**Fragmento seleccionado**
▼

La pintura de Suzanne es siempre carnal y corpórea; a menudo pinta mujeres desnudas, de pie, en interiores rojos y amarillos, con sillones, floreros y fragmentos de lienzo que contrastan con los cuerpos, subrayando la composición; también naturalezas muertas y paisajes. Nunca se adhirió a las corrientes artísticas de su momento, aunque se acerca en ocasiones al fauvismo. Utrillo, por su parte, permanecerá indiferente a los movimientos pictóricos contemporáneos, como el cubismo o el surrealismo.

▲

**Material proporcionado**
▼

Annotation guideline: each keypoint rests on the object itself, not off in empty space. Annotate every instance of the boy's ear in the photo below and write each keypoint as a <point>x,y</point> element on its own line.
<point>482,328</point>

▲

**Objetivos**
A. Enumera todos los movimientos pictóricos que nombra el fragmento seleccionado.
B. Resume el fragmento seleccionado en dos oraciones.
El material procede de una fuente distinta.

**Respuestas**
A. Fauvismo, cubismo y surrealismo.

B. La pintura de Suzanne es carnal y corpórea: suele representar mujeres desnudas de pie en interiores rojos y amarillos, además de naturalezas muertas y paisajes, y nunca se adhirió a las corrientes de su momento, aunque en ocasiones se acerca al fauvismo. Utrillo, por su parte, permanecerá indiferente a movimientos contemporáneos como el cubismo o el surrealismo.